Exercise directions: Word for word, restate every line of the material.

[Data supplied start]

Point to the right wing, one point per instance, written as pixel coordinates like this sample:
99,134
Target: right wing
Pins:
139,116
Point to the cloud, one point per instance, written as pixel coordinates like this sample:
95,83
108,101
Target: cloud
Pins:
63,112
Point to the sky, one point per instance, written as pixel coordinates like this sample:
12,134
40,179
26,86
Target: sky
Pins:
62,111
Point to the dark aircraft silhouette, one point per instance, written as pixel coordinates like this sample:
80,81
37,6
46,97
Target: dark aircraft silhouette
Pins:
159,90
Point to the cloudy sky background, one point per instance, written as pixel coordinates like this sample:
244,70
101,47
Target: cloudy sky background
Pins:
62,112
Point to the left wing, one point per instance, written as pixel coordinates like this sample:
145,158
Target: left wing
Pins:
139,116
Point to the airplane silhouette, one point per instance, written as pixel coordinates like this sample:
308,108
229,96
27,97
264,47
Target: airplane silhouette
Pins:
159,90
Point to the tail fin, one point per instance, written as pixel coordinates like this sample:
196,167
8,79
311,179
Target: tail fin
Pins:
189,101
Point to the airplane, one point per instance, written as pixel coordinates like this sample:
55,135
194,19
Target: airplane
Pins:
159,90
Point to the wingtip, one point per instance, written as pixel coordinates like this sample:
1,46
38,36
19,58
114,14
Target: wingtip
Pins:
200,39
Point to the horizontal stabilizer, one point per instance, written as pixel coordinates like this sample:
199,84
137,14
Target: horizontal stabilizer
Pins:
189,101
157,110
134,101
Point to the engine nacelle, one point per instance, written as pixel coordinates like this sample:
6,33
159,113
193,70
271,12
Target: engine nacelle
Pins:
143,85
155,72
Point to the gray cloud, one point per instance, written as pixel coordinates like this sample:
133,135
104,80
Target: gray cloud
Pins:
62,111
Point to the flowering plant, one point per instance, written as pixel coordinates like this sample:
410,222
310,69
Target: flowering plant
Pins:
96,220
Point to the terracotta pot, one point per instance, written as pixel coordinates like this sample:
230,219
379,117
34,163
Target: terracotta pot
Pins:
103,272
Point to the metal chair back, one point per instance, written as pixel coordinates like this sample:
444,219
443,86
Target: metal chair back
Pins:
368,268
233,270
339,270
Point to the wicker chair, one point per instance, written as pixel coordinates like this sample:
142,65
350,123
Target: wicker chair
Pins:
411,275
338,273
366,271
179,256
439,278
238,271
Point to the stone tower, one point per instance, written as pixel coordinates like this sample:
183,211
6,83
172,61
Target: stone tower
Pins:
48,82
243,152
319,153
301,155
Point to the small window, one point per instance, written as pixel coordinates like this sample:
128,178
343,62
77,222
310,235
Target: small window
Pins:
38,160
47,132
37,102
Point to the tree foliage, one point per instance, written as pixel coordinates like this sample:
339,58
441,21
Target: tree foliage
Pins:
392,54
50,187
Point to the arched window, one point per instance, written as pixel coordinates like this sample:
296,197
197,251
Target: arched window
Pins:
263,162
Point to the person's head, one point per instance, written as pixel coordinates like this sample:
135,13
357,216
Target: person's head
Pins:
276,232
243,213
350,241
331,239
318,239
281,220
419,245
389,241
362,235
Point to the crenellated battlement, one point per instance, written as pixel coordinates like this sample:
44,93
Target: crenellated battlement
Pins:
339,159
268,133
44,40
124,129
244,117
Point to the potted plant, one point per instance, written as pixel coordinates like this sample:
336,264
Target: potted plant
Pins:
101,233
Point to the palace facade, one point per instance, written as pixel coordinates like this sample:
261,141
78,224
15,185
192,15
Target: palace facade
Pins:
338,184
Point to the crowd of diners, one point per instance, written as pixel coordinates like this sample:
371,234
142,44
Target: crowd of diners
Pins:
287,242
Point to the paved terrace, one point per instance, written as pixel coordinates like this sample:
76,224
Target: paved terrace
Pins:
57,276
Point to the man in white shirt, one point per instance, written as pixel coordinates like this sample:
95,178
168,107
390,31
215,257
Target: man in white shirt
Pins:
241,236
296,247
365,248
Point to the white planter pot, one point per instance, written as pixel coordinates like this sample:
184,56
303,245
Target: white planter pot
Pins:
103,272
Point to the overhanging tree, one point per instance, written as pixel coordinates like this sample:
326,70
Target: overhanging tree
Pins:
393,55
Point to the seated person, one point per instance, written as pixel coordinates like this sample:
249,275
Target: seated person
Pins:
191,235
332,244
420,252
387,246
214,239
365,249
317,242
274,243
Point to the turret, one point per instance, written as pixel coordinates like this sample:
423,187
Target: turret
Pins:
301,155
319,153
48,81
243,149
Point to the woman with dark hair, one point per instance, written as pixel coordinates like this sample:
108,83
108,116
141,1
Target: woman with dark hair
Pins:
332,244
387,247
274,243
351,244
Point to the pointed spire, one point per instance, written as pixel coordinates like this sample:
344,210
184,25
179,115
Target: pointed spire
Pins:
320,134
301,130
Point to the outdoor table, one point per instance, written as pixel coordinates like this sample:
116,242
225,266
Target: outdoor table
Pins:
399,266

[Data supplied end]

Solution for this problem:
Point to the right wing, one point per instance, written as pixel coordinates like this sample:
99,134
Target: right wing
Pins:
139,116
Point to the cloud, one point per instance, written as pixel coordinates like this sample:
95,83
108,101
Target: cloud
Pins:
63,112
Point to the sky, one point per instance, written as pixel coordinates like this sample:
12,134
40,179
26,86
Target: sky
Pins:
62,111
Point to the dark aircraft silhouette, one point per instance, written as pixel coordinates like this sample:
80,81
37,6
46,97
Target: dark aircraft silhouette
Pins:
159,90
Point to the cloudy sky background, one point per instance, written as pixel coordinates like this sample:
244,70
101,47
Target: cloudy sky background
Pins:
62,112
Point to the left wing, one point per instance, written as pixel coordinates like this sample:
145,158
Target: left wing
Pins:
139,116
Point to the airplane silhouette, one point per instance, written as pixel coordinates like this sample:
308,108
229,96
27,97
264,47
Target: airplane silhouette
Pins:
159,90
Point to the tail fin, one point per instance, written as pixel coordinates like this sample:
196,167
8,79
311,179
Target: tail fin
Pins:
189,101
Point to the airplane, one point per instance, written as pixel coordinates like this sample:
55,135
194,19
Target: airplane
Pins:
159,90
Point to the wingtip, one point per instance, written as pixel coordinates like this sample:
1,46
38,36
19,58
114,14
Target: wingtip
Pins:
200,39
Point to the horizontal stabilizer, one point per instance, written as pixel coordinates like this sample:
199,84
137,14
Target: horizontal stabilizer
Pins:
189,101
157,110
134,101
Point to the engine nacelle, one point per instance, written as pixel coordinates like this sample:
6,33
159,113
193,70
271,12
Target: engine nacelle
Pins:
143,85
155,72
Point to the gray cloud, one point per instance, written as pixel coordinates like this sample:
133,135
104,80
Target: gray cloud
Pins:
62,111
Point to the flowering plant, one point per instance, written as pixel coordinates like this sample:
410,222
310,69
Target: flowering plant
Pins:
96,220
Point to the terracotta pot, one point per instance, written as pixel coordinates like this sample:
230,219
379,117
34,163
Target: terracotta pot
Pins:
103,272
Point to the metal chair back, one point per instance, written as pixel coordinates like this sample:
444,219
443,86
Target: metal chair back
Pins:
368,268
233,270
339,270
Point to the wicker chair, one point per instance, written as pixel coordinates like this sample:
142,65
350,123
Target: wicker chair
Pins:
411,275
338,273
366,271
179,256
439,278
238,271
Point to the stone tower, one point per instance, written as pixel coordinates like this sample:
183,211
6,83
172,61
Target: stone tower
Pins:
48,82
243,152
319,153
301,155
Point to the small window, one point per instance, written as pixel coordinates like this sample:
128,178
343,62
77,222
310,235
Target: small window
Pins:
38,160
47,132
37,102
Point to the tree foliage, one point per instance, written as pixel coordinates like this sample:
339,58
441,21
Target: tree foliage
Pins:
392,54
50,187
Point to the arched window, one point per instance, written as pixel coordinates like this sample:
296,197
197,251
Target: arched window
Pins:
263,162
Point to the person's head, one point per instance, written as pixel coordinates like this sample:
135,13
357,216
Target: person's head
Pins:
276,232
243,213
350,241
331,239
318,239
281,220
419,245
389,241
362,235
Point to the crenellated battlement, one point per instance, written as pixel coordinates like this sample:
44,93
Target: crenellated battlement
Pins:
339,159
268,133
44,40
124,129
244,117
Point to the potted plant, one point per instance, written as pixel coordinates like this sample:
336,264
Target: potted plant
Pins:
101,233
Point to the palace facade, one point per instance, written as pixel coordinates like this sample:
261,141
78,224
15,185
192,15
Target: palace facade
Pins:
338,184
Point to the crowd of diners, one point per instance, written as pixel coordinates like this sample:
371,234
142,44
Target: crowd of diners
Pins:
287,242
Point to the paved terrace, one point per instance, written as pixel coordinates like this sample:
76,224
Target: paved terrace
Pins:
57,276
Point to the man in white shirt, one point per instance, written as pixel coordinates like this sample:
95,178
168,107
390,31
215,257
Target: man in white shirt
Pins:
241,236
296,247
365,248
Point to the white planter pot, one point per instance, written as pixel coordinates like this sample:
184,56
303,245
Target: white planter pot
Pins:
103,272
Point to the overhanging tree, one point per instance, written as pixel coordinates like this sample:
326,70
Target: overhanging tree
Pins:
393,55
Point to the seated person, one point per instance, written as pixel coordinates like this sample:
249,275
Target: seated person
Pins:
191,235
332,244
420,252
387,246
214,239
365,249
317,242
274,243
Point to the turret, one point per instance, written as pixel coordinates like this sample:
423,187
Target: turret
Pins:
301,155
319,153
48,81
243,149
Point to the woman with dark hair, one point per instance, written as pixel coordinates like this sample:
108,83
108,116
141,1
Target: woman with dark hair
Pins:
332,244
387,247
274,243
351,244
Point to the pointed spire, one point per instance, written as pixel coordinates like this sample:
344,210
184,25
179,115
Target: pointed spire
Pins:
320,134
301,130
Point to the outdoor table, one point per instance, written as pixel coordinates like this sample:
116,242
225,266
Target: outdoor table
Pins:
399,266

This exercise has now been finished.